*SHORT PROBLEM*.
Write out the full listing exactly as given, minus the images.

*DATA ROWS*.
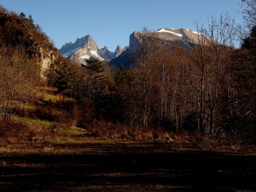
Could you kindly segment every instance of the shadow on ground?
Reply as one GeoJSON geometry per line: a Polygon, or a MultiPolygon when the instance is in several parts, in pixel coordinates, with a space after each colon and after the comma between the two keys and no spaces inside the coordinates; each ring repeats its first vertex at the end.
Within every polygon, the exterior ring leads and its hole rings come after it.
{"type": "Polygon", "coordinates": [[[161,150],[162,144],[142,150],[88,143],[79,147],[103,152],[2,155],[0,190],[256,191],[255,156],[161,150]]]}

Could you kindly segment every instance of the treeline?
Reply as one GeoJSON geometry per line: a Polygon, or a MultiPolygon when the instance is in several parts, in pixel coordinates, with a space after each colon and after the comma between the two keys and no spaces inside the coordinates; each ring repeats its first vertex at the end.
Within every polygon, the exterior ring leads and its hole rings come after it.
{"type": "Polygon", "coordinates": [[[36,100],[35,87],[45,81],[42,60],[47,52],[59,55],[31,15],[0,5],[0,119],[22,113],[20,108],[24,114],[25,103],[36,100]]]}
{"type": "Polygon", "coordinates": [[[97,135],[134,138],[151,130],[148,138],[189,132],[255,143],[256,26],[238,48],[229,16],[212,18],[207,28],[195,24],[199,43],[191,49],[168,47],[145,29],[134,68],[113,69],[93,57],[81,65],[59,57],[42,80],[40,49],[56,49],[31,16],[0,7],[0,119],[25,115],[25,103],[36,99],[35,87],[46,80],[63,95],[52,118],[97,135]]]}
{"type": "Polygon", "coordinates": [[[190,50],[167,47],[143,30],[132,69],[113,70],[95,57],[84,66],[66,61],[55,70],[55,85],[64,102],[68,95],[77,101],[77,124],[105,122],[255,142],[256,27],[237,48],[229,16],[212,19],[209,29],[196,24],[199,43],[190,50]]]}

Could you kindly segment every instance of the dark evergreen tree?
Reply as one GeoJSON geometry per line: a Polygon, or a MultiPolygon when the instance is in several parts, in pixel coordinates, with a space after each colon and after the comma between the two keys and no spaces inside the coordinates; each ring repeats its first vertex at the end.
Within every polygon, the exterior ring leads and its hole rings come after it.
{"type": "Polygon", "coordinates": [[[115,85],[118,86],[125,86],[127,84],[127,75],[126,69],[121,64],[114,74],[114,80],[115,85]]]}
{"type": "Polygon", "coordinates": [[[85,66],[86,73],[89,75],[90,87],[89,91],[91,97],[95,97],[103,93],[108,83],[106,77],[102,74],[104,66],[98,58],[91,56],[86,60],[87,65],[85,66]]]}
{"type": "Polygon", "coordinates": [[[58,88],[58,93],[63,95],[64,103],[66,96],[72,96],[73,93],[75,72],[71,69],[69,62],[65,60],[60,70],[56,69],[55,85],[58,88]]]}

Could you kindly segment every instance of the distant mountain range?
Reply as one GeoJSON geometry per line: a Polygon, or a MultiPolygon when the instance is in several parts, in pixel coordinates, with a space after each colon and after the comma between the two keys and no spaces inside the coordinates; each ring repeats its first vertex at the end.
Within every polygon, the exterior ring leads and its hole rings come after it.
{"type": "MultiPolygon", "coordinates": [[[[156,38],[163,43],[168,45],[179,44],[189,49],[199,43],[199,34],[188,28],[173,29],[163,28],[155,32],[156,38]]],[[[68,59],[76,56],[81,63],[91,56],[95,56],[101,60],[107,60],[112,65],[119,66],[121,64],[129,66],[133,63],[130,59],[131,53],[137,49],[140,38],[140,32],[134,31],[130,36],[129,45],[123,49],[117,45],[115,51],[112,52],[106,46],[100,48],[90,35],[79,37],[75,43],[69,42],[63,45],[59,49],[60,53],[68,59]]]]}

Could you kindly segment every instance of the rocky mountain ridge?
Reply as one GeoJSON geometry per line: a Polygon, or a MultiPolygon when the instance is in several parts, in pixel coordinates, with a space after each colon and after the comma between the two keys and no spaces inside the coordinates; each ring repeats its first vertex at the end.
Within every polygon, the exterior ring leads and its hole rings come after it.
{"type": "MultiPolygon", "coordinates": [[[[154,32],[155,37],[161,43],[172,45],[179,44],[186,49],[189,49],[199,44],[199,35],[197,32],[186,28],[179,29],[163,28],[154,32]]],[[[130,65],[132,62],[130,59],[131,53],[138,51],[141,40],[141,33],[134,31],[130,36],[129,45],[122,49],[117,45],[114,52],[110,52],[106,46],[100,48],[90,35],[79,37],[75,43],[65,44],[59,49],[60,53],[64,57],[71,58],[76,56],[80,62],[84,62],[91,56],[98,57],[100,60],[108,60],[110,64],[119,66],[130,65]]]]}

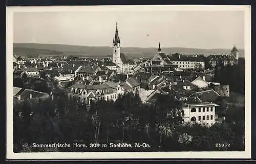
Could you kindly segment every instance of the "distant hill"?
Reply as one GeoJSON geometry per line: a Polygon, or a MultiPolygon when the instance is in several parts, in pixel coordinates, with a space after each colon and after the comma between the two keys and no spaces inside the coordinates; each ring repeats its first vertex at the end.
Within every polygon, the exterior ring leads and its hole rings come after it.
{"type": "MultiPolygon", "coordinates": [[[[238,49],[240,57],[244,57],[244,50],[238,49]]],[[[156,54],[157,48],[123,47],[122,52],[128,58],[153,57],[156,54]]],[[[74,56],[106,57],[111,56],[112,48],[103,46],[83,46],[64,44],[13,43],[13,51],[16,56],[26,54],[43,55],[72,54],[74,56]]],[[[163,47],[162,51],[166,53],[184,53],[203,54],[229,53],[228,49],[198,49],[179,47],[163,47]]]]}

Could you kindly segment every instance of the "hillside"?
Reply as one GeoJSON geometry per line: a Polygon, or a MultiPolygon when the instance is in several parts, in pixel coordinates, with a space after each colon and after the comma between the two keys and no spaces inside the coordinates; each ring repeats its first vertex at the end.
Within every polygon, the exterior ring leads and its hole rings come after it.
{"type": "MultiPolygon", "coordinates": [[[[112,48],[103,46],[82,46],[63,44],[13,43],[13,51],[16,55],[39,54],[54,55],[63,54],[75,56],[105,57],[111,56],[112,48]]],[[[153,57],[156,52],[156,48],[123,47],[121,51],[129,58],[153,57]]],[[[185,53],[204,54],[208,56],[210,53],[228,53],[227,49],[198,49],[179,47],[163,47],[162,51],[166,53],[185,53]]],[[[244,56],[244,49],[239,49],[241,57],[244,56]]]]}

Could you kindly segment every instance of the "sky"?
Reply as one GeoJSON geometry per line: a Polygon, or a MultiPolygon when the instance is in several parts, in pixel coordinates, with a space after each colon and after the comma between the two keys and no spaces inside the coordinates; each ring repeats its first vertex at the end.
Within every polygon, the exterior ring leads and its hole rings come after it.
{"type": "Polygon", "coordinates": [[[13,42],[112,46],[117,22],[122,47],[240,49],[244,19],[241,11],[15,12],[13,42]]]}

*SOLUTION TO THE EXERCISE*.
Could you kindly segment every instance of the shadow on ground?
Reply as one GeoJSON geometry per line: a Polygon, or a MultiPolygon when the instance is in several parts, in pixel coordinates, with a space after each colon and after the comma between the two keys and no spaces inside the coordinates; each ring repeats its first vertex at the end.
Within every polygon, the exterior ring leads and its hole rings come after it.
{"type": "Polygon", "coordinates": [[[161,150],[162,144],[142,150],[88,143],[79,147],[103,152],[2,155],[0,190],[256,191],[255,156],[161,150]]]}

Could you kindly segment every instance of the treeline?
Reply as one GeoJSON geometry per line: a Polygon, or a MultiPolygon when the instance is in several parts, in pixel coordinates, with a space after each colon and after the comma between the two keys and no spaces inside the coordinates; each ring repeats its first vertex at the end.
Within every polygon, the exterior ring leads and its hole rings come after it.
{"type": "Polygon", "coordinates": [[[36,100],[35,87],[45,81],[42,60],[47,52],[59,55],[31,15],[0,5],[0,119],[22,113],[20,108],[24,114],[25,103],[36,100]]]}
{"type": "Polygon", "coordinates": [[[97,135],[134,138],[151,130],[148,138],[189,132],[255,143],[256,26],[238,48],[229,16],[212,18],[207,28],[195,24],[199,43],[191,49],[168,47],[145,29],[134,68],[113,69],[93,57],[81,65],[59,57],[42,80],[40,49],[56,49],[31,16],[0,7],[0,119],[25,115],[25,103],[36,99],[35,87],[46,80],[63,95],[52,118],[97,135]]]}
{"type": "Polygon", "coordinates": [[[190,50],[167,47],[143,30],[132,69],[113,70],[95,57],[84,66],[66,61],[55,70],[55,85],[64,102],[68,95],[77,101],[77,124],[105,122],[255,142],[256,27],[237,48],[229,16],[212,19],[209,29],[196,24],[199,43],[190,50]]]}

Could you kindly segment every instance of the dark evergreen tree?
Reply as one GeoJSON geometry per line: a Polygon, or a MultiPolygon when the instance is in several parts, in pixel coordinates, with a space after each colon and after the comma between the two keys and no spaces inside the coordinates; each ring repeats its first vertex at the end.
Within every polygon, the exterior ring leads and its hole rings come after it.
{"type": "Polygon", "coordinates": [[[115,85],[118,86],[125,86],[127,84],[127,75],[126,69],[121,64],[114,74],[114,80],[115,85]]]}
{"type": "Polygon", "coordinates": [[[85,66],[86,73],[89,75],[90,87],[89,91],[91,97],[95,97],[103,93],[108,83],[106,77],[102,74],[104,66],[98,58],[91,56],[86,60],[87,65],[85,66]]]}
{"type": "Polygon", "coordinates": [[[58,88],[58,93],[63,95],[64,103],[66,96],[72,96],[73,93],[75,72],[71,69],[69,62],[65,60],[60,70],[56,69],[55,85],[58,88]]]}

Could you kindly segment every instance of the distant mountain range?
Reply as one GeoJSON geometry per line: a Polygon, or a MultiPolygon when the instance is in several parts, in pixel coordinates, with a space after each colon and after the comma between the two keys and no spaces inside the coordinates; each ring repeats its first vertex at the end.
Within every polygon, the exterior ring leads and its hole rings come after it.
{"type": "MultiPolygon", "coordinates": [[[[156,38],[163,43],[168,45],[179,44],[189,49],[199,43],[199,34],[188,28],[173,29],[163,28],[155,32],[156,38]]],[[[68,59],[76,56],[81,63],[91,56],[95,56],[101,60],[107,60],[112,65],[119,66],[121,64],[129,66],[133,63],[130,59],[131,53],[137,49],[140,38],[140,32],[134,31],[130,36],[129,45],[123,49],[117,45],[115,51],[112,52],[106,46],[100,48],[90,35],[79,37],[75,43],[69,42],[63,45],[59,49],[60,53],[68,59]]]]}

Could you kindly segment every instance of the rocky mountain ridge?
Reply as one GeoJSON geometry per line: a Polygon, or a MultiPolygon when the instance is in several parts, in pixel coordinates, with a space after each colon and after the comma between the two keys and no spaces inside the coordinates; each ring repeats its first vertex at the end.
Within every polygon, the exterior ring leads and its hole rings come after it.
{"type": "MultiPolygon", "coordinates": [[[[154,32],[155,37],[161,43],[172,45],[179,44],[186,49],[189,49],[199,44],[199,35],[197,32],[186,28],[179,29],[163,28],[154,32]]],[[[130,65],[132,62],[130,59],[131,53],[138,51],[141,40],[141,33],[134,31],[130,36],[129,45],[122,49],[117,45],[114,52],[110,52],[106,46],[100,48],[90,35],[79,37],[75,43],[65,44],[59,49],[60,53],[64,57],[71,58],[76,56],[80,62],[84,62],[91,56],[98,57],[100,60],[108,60],[110,64],[119,66],[130,65]]]]}

Could you kindly segment every instance of the "distant hill"?
Reply as one GeoJSON geometry per line: a Polygon, or a MultiPolygon when the instance is in several parts, in pixel coordinates, with a space after each colon and after the comma between the two keys and no spaces inside the coordinates; each ring repeats its first vertex at the end.
Within every polygon, the exterior ring leads and its hole rings come after it.
{"type": "MultiPolygon", "coordinates": [[[[238,49],[240,57],[244,57],[244,50],[238,49]]],[[[156,54],[157,48],[123,47],[122,52],[128,58],[153,57],[156,54]]],[[[74,56],[106,57],[111,56],[112,48],[103,46],[83,46],[64,44],[13,43],[13,51],[16,56],[26,54],[43,55],[72,54],[74,56]]],[[[163,47],[162,51],[166,53],[184,53],[203,54],[229,53],[228,49],[198,49],[179,47],[163,47]]]]}

Could you kindly segment every instance of the "hillside"?
Reply as one GeoJSON geometry per line: a Polygon, or a MultiPolygon when the instance is in several parts, in pixel coordinates, with a space after each colon and after the comma between the two keys and no spaces inside the coordinates; each ring repeats its first vertex at the end.
Within every polygon, the exterior ring leads and its hole rings come after it.
{"type": "MultiPolygon", "coordinates": [[[[112,48],[103,46],[82,46],[63,44],[13,43],[13,51],[16,55],[39,54],[54,55],[63,54],[75,56],[105,57],[111,56],[112,48]]],[[[153,57],[156,52],[156,48],[123,47],[121,51],[129,58],[153,57]]],[[[185,53],[204,54],[208,56],[210,53],[228,53],[227,49],[198,49],[179,47],[163,47],[162,51],[166,53],[185,53]]],[[[244,56],[244,49],[239,49],[241,57],[244,56]]]]}

Could you kindly segment every instance of the "sky"?
Reply as one GeoJSON geometry per line: a Polygon, or a MultiPolygon when the instance is in several parts, in pixel coordinates, with a space after each colon and after the comma between the two keys and no spaces inside the coordinates; each ring repeats its first vertex at the end.
Within every polygon, the exterior ring leads and its hole rings come after it.
{"type": "Polygon", "coordinates": [[[13,42],[112,46],[117,22],[122,47],[240,49],[244,19],[241,11],[15,12],[13,42]]]}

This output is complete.